__Object pointing listing rows__:

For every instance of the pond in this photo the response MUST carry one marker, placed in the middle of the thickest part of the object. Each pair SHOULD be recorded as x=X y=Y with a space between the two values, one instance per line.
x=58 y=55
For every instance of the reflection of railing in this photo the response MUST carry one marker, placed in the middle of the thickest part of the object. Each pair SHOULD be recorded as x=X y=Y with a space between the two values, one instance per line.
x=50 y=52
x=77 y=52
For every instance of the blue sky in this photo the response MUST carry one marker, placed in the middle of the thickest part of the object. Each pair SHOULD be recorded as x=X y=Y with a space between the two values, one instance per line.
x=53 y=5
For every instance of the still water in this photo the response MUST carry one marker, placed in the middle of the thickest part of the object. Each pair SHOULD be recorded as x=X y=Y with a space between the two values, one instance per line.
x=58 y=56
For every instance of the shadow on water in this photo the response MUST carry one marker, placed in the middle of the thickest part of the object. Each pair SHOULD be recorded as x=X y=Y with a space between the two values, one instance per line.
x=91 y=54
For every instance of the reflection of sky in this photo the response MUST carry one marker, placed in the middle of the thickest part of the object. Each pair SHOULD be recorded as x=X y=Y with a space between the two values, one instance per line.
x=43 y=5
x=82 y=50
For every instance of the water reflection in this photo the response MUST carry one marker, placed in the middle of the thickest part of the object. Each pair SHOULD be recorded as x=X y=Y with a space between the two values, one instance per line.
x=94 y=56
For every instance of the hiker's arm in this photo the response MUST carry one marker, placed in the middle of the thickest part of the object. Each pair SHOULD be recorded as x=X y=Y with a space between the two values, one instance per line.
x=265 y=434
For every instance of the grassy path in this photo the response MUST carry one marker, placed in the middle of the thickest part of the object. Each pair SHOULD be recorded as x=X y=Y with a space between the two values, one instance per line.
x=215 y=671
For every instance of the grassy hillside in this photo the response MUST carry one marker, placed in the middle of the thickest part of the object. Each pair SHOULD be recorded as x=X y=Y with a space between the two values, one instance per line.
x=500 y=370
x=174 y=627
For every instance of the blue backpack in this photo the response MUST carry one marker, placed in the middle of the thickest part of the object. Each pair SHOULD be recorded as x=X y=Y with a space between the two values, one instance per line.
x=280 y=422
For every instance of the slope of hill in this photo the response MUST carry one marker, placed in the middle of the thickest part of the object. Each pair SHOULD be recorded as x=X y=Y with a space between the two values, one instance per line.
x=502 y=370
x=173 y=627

__WHAT IS BEING ASKED__: Rewrite the listing from the line with "For every instance of the shadow" to the line with "x=280 y=422", replacing "marker" with "point" and leaving everything else unchanged. Return only those lines.

__FULL OUTPUT__:
For every instance of the shadow on water in this photo the response MUST carry one point, placed in the middle of the thickest part of the object. Each pair SHOULD be recorded as x=X y=Y with a space between the two values, one instance per line.
x=91 y=54
For every instance of the reflection of sky in this photo the response MUST carry one point, placed in the middle of the thickest part of the object. Each pair SHOULD be recorded as x=X y=Y with a space between the two values, one instance per line.
x=43 y=5
x=82 y=50
For every instance of the water reflection in this photo the response MUST carry one point, placed in the middle of the thickest part of the object. Each pair SHOULD be recorded as x=X y=Y with a space between the two values, one instance per line.
x=94 y=56
For every instance of the hiker's arm in this photo the response MUST carry one point, placed in the middle of the thickest part of the object. Each pair SHOULD be recorded as x=X y=Y with a space between the two values, one instance per line.
x=265 y=434
For every instance of the grassy path in this photo the response MUST carry one point, placed in the middle of the thickest part of the object. Each pair SHOULD be recorded as x=X y=Y with a space between the two values, one instance per line.
x=215 y=671
For every instance of the grassy hillside in this photo the response MUST carry one point, placed in the middle of the thickest part of the object. Each pair SHOULD be recorded as x=X y=Y with a space between the two values, one instance per line.
x=500 y=370
x=174 y=627
For every instance of the blue backpack in this photo the response MUST carry one point, placed in the middle of the thickest part of the object. Each pair SHOULD be recorded as x=X y=Y with a space between the two values, one instance per line.
x=280 y=422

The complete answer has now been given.